╭─ Material for this task

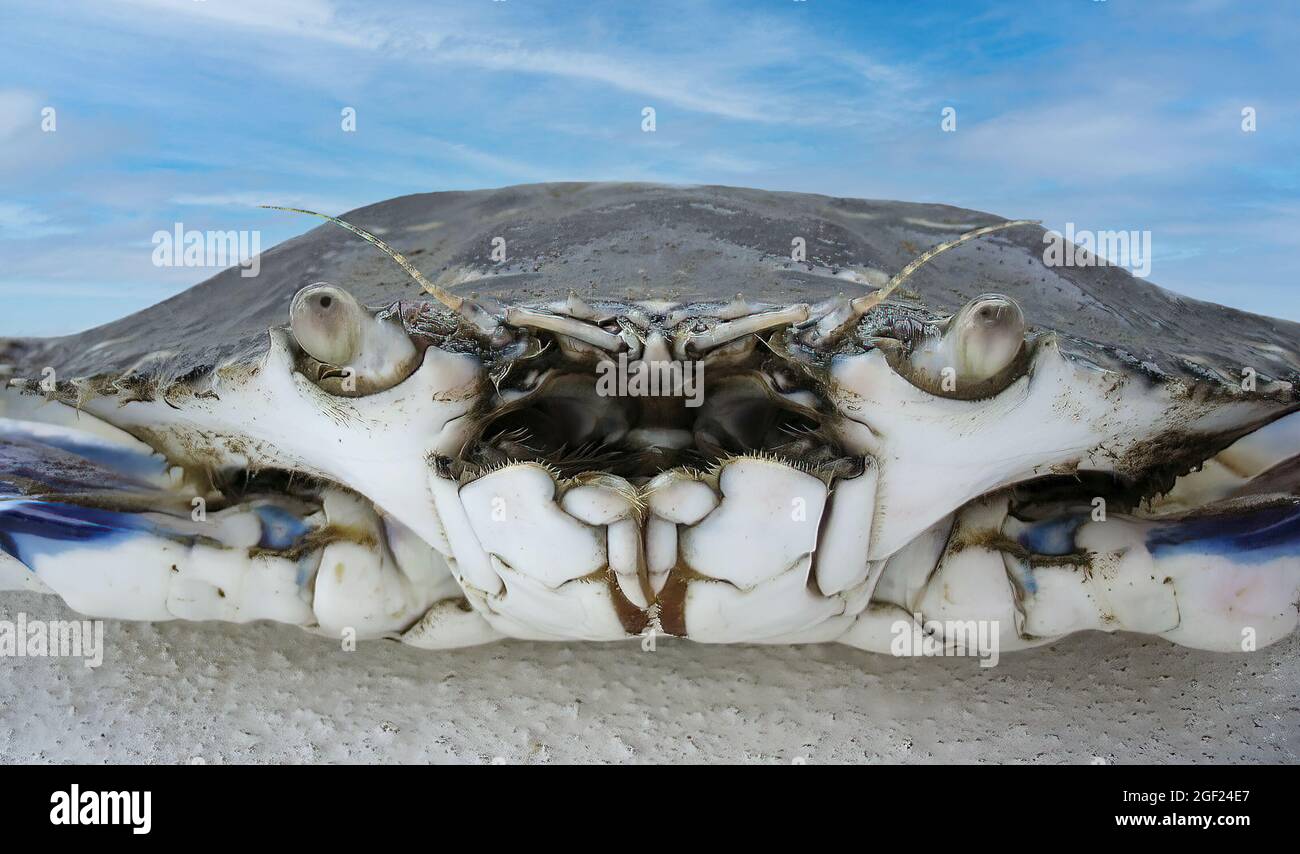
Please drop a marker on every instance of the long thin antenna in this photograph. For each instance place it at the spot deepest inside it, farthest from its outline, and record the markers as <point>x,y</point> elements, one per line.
<point>869,302</point>
<point>442,295</point>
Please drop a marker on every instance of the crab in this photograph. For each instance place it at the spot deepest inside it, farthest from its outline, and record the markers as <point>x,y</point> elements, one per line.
<point>606,411</point>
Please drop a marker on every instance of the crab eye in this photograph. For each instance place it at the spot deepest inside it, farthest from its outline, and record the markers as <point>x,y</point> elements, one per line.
<point>989,332</point>
<point>326,323</point>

╰─

- **What you are asked to do**
Put the lines above into a numbered list, leaving out blank lines and the pictures.

- **The solution**
1. Please drop a marker on every instance of the long thin antenna in this photograph. For each instance place it at the spot deepest inside it, farthest from its outline, and record the markers as <point>x,y</point> elements, one per line.
2. <point>869,302</point>
3. <point>442,295</point>
4. Please drop a marker on every instance of the crab in this photograph. For each instance place it at the spot deepest inside it, farthest from its outline, and record the markers as <point>x,y</point> elements, one per line.
5. <point>606,411</point>
6. Please drop a marker on every instance of the crab eye in this photograph. For each instance place it at the spot deepest inside it, farthest from its outline, and record the markers as <point>x,y</point> elements, one per line.
7. <point>989,332</point>
8. <point>326,323</point>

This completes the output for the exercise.